Action item. The answer should contain every entry below, copied exactly.

====== Excerpted records

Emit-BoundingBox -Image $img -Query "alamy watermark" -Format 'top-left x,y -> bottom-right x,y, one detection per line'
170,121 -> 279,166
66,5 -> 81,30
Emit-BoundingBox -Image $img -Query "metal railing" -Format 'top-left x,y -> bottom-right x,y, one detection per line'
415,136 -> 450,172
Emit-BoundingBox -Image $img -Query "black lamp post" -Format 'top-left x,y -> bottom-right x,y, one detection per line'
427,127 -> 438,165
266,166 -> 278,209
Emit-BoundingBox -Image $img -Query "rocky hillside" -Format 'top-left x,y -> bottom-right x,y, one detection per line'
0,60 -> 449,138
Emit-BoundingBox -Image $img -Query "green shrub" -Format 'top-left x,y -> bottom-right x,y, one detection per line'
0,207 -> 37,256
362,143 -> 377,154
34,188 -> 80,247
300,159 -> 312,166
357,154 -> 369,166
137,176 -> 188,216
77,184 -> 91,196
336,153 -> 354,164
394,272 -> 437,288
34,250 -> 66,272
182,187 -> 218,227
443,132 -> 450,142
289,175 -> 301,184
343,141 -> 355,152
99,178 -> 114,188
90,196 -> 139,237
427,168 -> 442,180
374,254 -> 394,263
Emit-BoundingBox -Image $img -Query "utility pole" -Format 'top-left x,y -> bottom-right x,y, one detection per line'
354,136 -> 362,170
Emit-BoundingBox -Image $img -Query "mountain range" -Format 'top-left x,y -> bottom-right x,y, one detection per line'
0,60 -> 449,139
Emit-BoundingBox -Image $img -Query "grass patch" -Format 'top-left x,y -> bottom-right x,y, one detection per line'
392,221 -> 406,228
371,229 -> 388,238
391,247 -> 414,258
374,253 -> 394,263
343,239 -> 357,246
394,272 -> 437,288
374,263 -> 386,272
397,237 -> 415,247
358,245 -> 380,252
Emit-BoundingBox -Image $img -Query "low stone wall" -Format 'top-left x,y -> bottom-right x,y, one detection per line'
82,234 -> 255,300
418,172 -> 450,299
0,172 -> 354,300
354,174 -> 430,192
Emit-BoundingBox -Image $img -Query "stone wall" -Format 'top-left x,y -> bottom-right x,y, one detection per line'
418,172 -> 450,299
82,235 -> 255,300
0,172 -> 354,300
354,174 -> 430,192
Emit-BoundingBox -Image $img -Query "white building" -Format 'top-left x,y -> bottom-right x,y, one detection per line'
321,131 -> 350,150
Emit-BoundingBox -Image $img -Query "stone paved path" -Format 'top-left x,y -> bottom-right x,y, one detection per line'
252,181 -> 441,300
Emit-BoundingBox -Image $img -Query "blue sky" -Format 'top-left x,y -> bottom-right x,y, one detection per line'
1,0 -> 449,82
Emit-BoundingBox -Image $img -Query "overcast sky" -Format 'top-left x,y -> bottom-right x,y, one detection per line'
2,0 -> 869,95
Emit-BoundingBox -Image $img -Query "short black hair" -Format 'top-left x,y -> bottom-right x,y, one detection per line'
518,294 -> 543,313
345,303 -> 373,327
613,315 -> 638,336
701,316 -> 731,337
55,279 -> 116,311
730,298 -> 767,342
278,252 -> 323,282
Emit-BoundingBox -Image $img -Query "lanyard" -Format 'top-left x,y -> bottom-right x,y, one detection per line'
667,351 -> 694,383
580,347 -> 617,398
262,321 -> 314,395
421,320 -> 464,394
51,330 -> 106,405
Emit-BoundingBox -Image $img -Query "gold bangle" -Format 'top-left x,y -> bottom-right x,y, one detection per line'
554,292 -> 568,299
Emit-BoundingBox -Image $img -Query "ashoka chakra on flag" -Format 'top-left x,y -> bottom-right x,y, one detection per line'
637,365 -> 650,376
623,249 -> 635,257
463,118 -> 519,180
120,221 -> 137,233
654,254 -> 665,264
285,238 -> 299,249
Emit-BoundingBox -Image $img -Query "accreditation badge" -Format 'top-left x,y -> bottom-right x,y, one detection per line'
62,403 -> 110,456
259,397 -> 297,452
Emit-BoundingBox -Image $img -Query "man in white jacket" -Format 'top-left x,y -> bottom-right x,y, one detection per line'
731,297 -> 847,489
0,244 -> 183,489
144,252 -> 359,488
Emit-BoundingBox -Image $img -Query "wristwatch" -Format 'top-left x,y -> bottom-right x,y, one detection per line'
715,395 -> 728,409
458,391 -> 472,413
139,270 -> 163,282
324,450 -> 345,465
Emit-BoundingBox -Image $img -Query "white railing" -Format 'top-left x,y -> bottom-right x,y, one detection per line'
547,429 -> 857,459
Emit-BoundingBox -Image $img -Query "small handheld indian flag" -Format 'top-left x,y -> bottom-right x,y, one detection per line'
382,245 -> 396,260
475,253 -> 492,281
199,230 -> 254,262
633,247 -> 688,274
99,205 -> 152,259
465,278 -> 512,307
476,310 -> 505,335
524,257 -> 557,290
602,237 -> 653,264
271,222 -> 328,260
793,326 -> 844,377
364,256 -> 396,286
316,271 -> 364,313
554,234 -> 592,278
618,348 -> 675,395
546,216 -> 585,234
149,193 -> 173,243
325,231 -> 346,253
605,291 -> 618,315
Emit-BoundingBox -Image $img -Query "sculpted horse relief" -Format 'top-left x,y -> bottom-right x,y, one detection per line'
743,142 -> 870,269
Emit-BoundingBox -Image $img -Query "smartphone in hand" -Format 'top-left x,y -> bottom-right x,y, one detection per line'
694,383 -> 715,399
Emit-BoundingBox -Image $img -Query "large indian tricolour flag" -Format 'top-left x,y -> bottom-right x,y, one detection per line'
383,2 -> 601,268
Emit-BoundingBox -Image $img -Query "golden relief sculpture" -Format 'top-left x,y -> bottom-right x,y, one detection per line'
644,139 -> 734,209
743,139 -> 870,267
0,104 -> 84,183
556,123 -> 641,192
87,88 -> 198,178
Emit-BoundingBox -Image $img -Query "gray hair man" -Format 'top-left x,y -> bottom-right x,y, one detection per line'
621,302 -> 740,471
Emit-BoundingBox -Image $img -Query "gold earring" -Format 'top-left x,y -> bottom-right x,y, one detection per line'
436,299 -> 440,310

============

Output for this task.
Emit-BoundingBox -Image $img -Query "alamy watermark" -Format 'top-left x,y -> bottom-right x,y, one detection per line'
170,121 -> 279,166
66,5 -> 81,30
Emit-BoundingBox -Image $img -Query "metal railing" -Format 'top-left x,y -> bottom-right x,y, one detection per line'
415,136 -> 450,172
Emit-BoundingBox -Image $img -Query "black lamp post" -Format 'top-left x,y -> bottom-right x,y, one detection per line'
427,127 -> 438,165
266,166 -> 278,209
Emit-BoundingBox -Image $img -Query "rocky hillside" -Format 'top-left x,y -> bottom-right x,y, one detection per line'
0,60 -> 449,138
Emit-BoundingBox -Image $img -Query "green shrub" -Format 'top-left x,y -> bottom-right x,y, one detection per line'
0,207 -> 37,256
362,143 -> 377,154
34,188 -> 80,247
300,159 -> 312,166
357,154 -> 369,166
137,176 -> 188,216
77,184 -> 91,196
336,153 -> 354,164
394,272 -> 437,288
34,250 -> 66,272
182,187 -> 218,227
443,132 -> 450,142
289,175 -> 301,184
343,141 -> 355,152
99,178 -> 114,188
90,196 -> 139,237
427,168 -> 442,180
374,254 -> 394,263
Emit-BoundingBox -Image $img -Query "utility pole" -Format 'top-left x,y -> bottom-right x,y, one detection per line'
354,136 -> 362,170
Emit-BoundingBox -Image $img -Query "mountain range" -Format 'top-left x,y -> bottom-right x,y, one detection per line'
0,60 -> 449,139
Emit-BoundingBox -Image $img -Query "grass patch" -Format 'top-left x,y -> bottom-right x,y, one detection per line'
392,221 -> 406,228
371,229 -> 388,238
391,247 -> 414,258
374,253 -> 394,263
343,239 -> 357,246
394,272 -> 437,288
374,263 -> 386,272
397,237 -> 415,247
358,245 -> 380,252
Emit-BoundingBox -Image $img -Query "low stone wall" -Format 'top-left x,y -> bottom-right x,y, one detection per line'
82,234 -> 255,300
418,172 -> 450,299
0,172 -> 354,300
354,174 -> 430,192
Emit-BoundingBox -Image $img -Query "stone wall" -Format 'top-left x,y -> bottom-right x,y, one detection per line'
418,172 -> 450,299
82,235 -> 255,300
0,172 -> 354,300
354,174 -> 430,192
Emit-BoundingBox -Image $img -Query "white building" -Format 'top-left x,y -> bottom-right x,y, one detection per line'
321,131 -> 350,150
Emit-BoundingBox -Image $img -Query "stone paved path" -Format 'top-left x,y -> bottom-right x,y, one detection per line'
252,181 -> 441,300
Emit-BoundingBox -Image $img -Query "blue sky" -Format 'top-left x,y -> bottom-right x,y, one detection per line'
1,0 -> 449,82
Emit-BoundingBox -Image $img -Query "overcast sky" -Format 'top-left x,y -> bottom-right x,y, one detection per line'
2,0 -> 869,95
Emit-BoundingBox -Image $img -Query "short black hair" -Format 'top-left x,y -> bottom-right x,y, one detection per line'
518,294 -> 543,313
345,303 -> 373,327
613,315 -> 638,336
701,316 -> 731,337
55,279 -> 116,311
730,298 -> 767,342
278,252 -> 323,282
Emit-BoundingBox -Image $img -Query "lanyard" -Format 'top-left x,y -> bottom-right x,y, one detection per line'
667,351 -> 694,383
580,347 -> 617,398
262,321 -> 314,395
421,320 -> 464,394
51,330 -> 106,405
Emit-BoundingBox -Image $img -Query "gold bangle" -Format 'top-left x,y -> bottom-right x,y, one detection per line'
554,292 -> 568,299
Emit-BoundingBox -Image $img -Query "ashoka chakra on flag" -Format 'top-left x,y -> bottom-right x,y, one detection per line'
637,365 -> 650,376
623,249 -> 635,257
463,118 -> 519,180
120,221 -> 137,233
654,254 -> 665,264
285,238 -> 299,249
Emit-BoundingBox -Image $img -Query "accreditation badge" -Format 'top-left x,y -> bottom-right x,y, one detection per line'
62,403 -> 110,456
259,397 -> 297,452
Emit-BoundingBox -Image $img -Query "man in white jacket" -Format 'top-left x,y -> bottom-right x,y, one detection per line'
731,297 -> 847,489
0,244 -> 183,489
144,252 -> 359,488
Emit-BoundingBox -Image $img -Query "wristwatch" -Format 'top-left x,y -> bottom-right x,y, one detection per line'
715,395 -> 728,409
458,391 -> 472,413
139,270 -> 163,282
324,450 -> 345,465
Emit-BoundingBox -Image $img -Query "white railing" -Format 'top-left x,y -> bottom-right x,y, one detection per line'
547,429 -> 857,459
Emit-BoundingBox -Image $img -Query "small handheld indian flag" -Format 'top-left x,y -> bottom-right x,y, one detection per line'
382,245 -> 396,260
475,253 -> 492,281
199,230 -> 254,262
633,247 -> 688,274
99,205 -> 152,259
465,278 -> 512,307
476,310 -> 505,335
524,257 -> 557,290
602,237 -> 653,264
271,222 -> 328,260
793,326 -> 844,377
364,256 -> 396,286
316,271 -> 364,313
554,234 -> 592,278
618,348 -> 675,395
546,216 -> 585,234
149,193 -> 173,243
325,231 -> 346,253
605,291 -> 618,315
Emit-BoundingBox -Image $img -Query "sculpted horse relief" -Format 'top-left x,y -> bottom-right x,y, one detection per line'
743,142 -> 870,269
Emit-BoundingBox -Image $img -Query "smartphone in hand" -Format 'top-left x,y -> bottom-right x,y, one detection per line'
694,383 -> 715,399
Emit-BoundingBox -Image $img -Query "large indian tricolour flag" -Format 'top-left x,y -> bottom-right x,y, one detection per line'
383,2 -> 601,268
Emit-BoundingBox -Image $img -Query "golden relief sculpture" -Format 'top-left x,y -> bottom-right x,y, one detection per line'
644,139 -> 734,209
743,139 -> 870,267
0,104 -> 84,183
556,123 -> 641,192
87,88 -> 198,178
Emit-BoundingBox -Image $img -Query "gray hair man" -Format 'top-left x,y -> bottom-right x,y, one detection per line'
621,302 -> 740,471
Emit-BoundingBox -Image $img -Query "gold earring" -Format 'top-left x,y -> bottom-right x,y, one detection per line'
436,299 -> 440,310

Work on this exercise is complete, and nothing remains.